DO THIS> Report every line of the records that contains the string "wetsuit", treating uppercase and lowercase letters as distinct.

(Pointing and labeling records)
## START

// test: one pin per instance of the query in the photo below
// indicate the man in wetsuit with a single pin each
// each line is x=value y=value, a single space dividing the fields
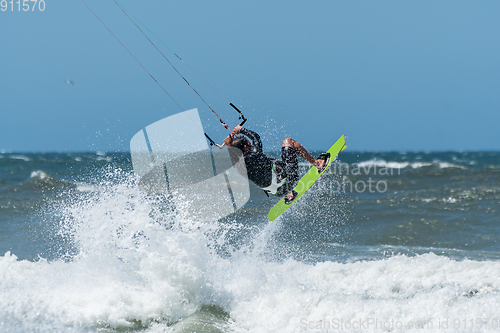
x=277 y=177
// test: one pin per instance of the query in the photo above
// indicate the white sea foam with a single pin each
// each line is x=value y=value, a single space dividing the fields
x=39 y=174
x=20 y=157
x=131 y=268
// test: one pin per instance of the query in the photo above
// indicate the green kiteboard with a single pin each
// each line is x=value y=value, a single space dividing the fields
x=307 y=180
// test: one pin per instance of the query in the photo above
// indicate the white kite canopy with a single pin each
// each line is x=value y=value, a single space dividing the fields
x=172 y=157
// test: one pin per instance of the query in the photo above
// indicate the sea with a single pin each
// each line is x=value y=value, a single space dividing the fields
x=383 y=242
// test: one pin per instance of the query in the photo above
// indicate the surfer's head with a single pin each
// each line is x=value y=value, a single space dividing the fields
x=242 y=144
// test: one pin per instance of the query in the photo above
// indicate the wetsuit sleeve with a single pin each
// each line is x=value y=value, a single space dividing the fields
x=254 y=137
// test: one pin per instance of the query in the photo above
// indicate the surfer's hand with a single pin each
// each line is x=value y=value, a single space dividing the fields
x=228 y=140
x=237 y=130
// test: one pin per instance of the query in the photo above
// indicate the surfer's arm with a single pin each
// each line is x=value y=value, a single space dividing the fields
x=254 y=137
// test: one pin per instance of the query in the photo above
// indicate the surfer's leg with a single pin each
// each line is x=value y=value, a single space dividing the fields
x=289 y=158
x=302 y=152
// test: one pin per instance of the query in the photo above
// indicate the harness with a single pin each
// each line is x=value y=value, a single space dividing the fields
x=275 y=182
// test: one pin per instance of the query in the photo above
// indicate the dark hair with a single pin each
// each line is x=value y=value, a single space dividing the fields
x=241 y=143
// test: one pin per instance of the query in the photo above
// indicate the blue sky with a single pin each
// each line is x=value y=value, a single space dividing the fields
x=390 y=75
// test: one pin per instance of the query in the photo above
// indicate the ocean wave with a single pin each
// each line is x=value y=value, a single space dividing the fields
x=20 y=157
x=136 y=271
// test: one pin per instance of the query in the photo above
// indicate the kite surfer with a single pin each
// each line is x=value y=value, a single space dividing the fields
x=274 y=176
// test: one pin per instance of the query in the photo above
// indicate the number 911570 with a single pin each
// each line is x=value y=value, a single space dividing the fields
x=22 y=5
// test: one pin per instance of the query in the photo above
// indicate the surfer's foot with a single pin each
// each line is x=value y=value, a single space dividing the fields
x=319 y=164
x=322 y=161
x=290 y=197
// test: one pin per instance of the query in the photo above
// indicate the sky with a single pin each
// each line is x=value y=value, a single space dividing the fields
x=391 y=75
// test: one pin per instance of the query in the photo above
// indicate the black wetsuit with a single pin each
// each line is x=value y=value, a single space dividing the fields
x=260 y=167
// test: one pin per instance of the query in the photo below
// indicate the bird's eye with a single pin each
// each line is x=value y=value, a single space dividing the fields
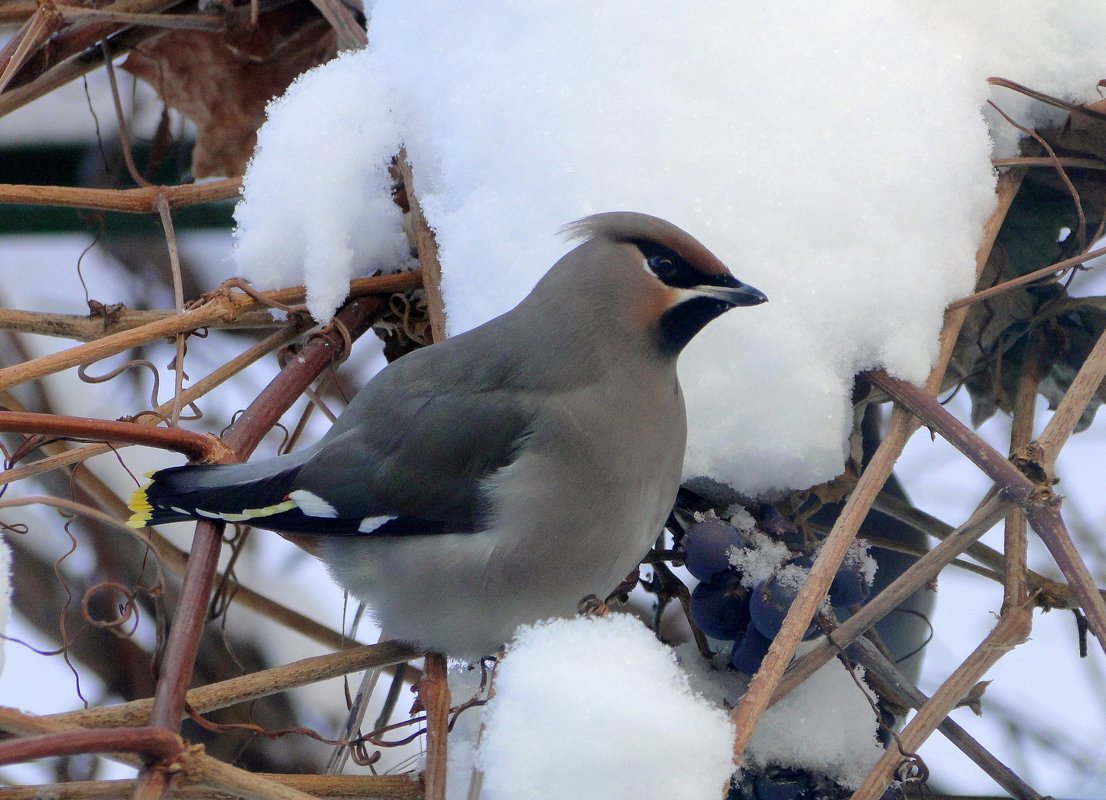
x=663 y=267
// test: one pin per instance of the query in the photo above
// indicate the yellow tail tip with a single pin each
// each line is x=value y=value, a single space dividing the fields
x=141 y=508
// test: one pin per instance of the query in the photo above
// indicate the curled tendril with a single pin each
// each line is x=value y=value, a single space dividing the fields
x=127 y=611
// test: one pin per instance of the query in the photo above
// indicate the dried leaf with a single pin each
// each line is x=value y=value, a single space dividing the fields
x=222 y=81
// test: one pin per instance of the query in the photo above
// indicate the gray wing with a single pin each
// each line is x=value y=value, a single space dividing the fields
x=410 y=455
x=415 y=454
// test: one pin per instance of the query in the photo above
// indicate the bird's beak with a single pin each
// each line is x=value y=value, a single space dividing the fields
x=731 y=291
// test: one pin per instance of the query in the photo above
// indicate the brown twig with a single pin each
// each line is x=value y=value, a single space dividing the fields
x=220 y=307
x=1015 y=536
x=34 y=32
x=244 y=435
x=141 y=200
x=87 y=328
x=152 y=743
x=62 y=457
x=918 y=574
x=351 y=35
x=1012 y=629
x=1074 y=403
x=1028 y=278
x=905 y=694
x=198 y=447
x=249 y=687
x=427 y=248
x=1041 y=505
x=763 y=685
x=434 y=693
x=351 y=787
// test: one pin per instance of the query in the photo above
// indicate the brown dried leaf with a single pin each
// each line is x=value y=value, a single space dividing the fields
x=974 y=698
x=222 y=81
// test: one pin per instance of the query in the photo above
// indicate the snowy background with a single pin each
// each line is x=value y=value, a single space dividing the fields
x=834 y=155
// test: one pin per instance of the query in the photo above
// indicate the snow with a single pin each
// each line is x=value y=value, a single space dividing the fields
x=760 y=560
x=837 y=724
x=845 y=174
x=597 y=708
x=858 y=556
x=316 y=205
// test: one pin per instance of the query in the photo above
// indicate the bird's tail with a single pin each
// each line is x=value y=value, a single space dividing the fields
x=231 y=492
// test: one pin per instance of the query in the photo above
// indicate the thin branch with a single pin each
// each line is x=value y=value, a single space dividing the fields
x=220 y=307
x=153 y=743
x=905 y=694
x=917 y=575
x=38 y=29
x=1074 y=403
x=62 y=457
x=352 y=787
x=249 y=687
x=763 y=684
x=427 y=248
x=141 y=200
x=434 y=693
x=1012 y=629
x=244 y=435
x=87 y=328
x=1040 y=502
x=351 y=35
x=200 y=447
x=1028 y=278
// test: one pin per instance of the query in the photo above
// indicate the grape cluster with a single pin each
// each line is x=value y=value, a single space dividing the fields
x=748 y=582
x=776 y=782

## END

EXERCISE RESPONSE>
// indicate the man in wetsuit with a single pin each
// indicate the wetsuit sleeve with a single pin each
// indicate the black wetsuit with a single pin each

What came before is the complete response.